(Extracted data entries)
□ □ □
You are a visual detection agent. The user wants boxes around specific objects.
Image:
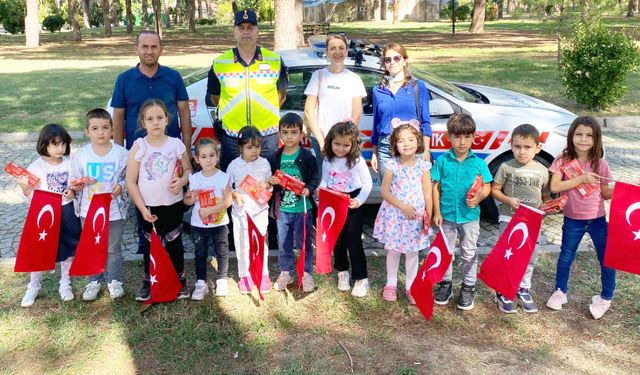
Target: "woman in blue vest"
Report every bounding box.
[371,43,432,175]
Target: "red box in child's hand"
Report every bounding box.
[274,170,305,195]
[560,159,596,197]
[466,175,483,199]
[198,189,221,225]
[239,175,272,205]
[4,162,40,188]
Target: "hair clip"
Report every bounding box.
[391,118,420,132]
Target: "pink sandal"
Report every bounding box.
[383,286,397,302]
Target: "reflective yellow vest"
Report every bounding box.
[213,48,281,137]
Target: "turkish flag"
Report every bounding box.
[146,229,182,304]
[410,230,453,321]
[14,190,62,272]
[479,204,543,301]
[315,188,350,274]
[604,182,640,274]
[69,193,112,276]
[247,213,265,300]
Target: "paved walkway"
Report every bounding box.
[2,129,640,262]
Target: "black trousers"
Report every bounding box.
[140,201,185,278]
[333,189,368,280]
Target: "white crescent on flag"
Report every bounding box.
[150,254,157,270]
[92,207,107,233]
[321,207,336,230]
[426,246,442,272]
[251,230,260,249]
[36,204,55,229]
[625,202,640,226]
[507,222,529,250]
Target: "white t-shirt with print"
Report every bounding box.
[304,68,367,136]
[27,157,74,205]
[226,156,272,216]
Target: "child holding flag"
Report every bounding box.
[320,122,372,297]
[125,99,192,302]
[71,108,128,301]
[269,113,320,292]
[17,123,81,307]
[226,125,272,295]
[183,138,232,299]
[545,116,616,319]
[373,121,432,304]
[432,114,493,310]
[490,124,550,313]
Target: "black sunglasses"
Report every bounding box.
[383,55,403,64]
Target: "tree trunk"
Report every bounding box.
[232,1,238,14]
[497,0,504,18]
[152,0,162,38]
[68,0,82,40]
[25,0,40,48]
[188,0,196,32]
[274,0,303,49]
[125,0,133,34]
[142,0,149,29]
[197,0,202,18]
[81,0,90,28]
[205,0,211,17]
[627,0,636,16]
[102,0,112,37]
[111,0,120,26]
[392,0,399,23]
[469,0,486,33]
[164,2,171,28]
□ □ □
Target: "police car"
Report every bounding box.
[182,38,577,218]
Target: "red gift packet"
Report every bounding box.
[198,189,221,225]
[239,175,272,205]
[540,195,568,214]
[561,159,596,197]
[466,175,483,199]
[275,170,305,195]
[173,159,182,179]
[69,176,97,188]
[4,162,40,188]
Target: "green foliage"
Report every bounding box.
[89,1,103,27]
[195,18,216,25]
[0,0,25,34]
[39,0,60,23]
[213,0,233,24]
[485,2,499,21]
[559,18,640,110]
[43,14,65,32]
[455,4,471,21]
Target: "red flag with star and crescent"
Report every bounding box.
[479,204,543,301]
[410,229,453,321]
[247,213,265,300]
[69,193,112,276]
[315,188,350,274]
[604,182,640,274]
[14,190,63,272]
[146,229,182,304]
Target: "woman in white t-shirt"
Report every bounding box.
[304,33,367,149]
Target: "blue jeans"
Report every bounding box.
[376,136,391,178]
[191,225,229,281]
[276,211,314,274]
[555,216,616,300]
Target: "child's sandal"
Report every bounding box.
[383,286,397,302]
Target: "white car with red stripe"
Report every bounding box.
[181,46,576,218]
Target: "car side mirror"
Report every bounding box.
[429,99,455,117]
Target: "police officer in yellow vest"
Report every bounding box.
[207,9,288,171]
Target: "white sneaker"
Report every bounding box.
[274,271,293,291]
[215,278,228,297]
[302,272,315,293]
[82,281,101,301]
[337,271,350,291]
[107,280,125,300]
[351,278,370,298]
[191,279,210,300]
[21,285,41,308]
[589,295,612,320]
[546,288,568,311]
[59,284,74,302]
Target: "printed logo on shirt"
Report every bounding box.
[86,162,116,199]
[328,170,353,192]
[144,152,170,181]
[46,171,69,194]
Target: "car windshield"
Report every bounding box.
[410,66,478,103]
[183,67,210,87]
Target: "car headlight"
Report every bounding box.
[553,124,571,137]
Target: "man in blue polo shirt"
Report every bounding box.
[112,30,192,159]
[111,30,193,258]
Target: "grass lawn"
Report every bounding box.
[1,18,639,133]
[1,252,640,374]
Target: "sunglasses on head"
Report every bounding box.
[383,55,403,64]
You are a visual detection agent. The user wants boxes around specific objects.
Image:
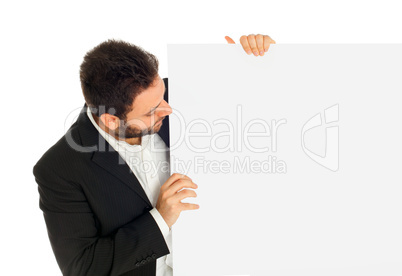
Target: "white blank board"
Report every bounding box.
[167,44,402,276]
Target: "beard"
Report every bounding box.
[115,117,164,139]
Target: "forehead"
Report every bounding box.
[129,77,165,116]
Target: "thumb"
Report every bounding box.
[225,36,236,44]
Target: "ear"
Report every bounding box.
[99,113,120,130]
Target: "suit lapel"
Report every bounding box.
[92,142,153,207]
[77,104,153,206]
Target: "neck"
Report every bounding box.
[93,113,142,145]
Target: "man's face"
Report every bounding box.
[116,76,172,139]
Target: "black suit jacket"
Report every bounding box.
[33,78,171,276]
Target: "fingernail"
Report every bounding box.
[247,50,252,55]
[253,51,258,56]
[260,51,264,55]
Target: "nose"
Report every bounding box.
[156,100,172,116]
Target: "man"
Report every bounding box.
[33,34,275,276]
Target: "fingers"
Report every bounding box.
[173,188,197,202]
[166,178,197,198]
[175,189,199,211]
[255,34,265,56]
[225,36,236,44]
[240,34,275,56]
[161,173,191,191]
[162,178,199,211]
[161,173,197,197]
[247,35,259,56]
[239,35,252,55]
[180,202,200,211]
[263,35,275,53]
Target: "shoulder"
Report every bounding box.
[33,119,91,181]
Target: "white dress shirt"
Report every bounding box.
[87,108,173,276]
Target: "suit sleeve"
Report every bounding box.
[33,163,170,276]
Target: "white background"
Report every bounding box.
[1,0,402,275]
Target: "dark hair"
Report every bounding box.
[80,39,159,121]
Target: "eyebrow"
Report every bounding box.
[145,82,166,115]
□ □ □
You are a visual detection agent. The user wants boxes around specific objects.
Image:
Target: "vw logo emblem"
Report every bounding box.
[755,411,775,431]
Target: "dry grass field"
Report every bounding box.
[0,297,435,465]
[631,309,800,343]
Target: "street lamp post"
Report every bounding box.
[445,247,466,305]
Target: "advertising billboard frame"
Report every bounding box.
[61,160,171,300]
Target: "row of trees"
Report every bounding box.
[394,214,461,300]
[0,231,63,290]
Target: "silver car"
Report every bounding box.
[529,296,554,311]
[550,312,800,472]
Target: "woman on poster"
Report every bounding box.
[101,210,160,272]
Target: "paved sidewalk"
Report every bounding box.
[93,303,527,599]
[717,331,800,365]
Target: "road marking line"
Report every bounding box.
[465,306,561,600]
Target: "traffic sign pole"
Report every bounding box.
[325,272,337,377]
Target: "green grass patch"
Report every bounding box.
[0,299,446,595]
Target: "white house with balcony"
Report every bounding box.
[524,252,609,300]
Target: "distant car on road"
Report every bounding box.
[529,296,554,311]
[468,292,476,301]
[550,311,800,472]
□ □ □
What you are asked to do | Scan the entries above for the string "with" and copy each line that contains it.

Solution for this problem |
Target: "white t-shirt with print"
Target: "red flag with star and crescent"
Target: "white car with red stripe"
Target: "white house with balcony"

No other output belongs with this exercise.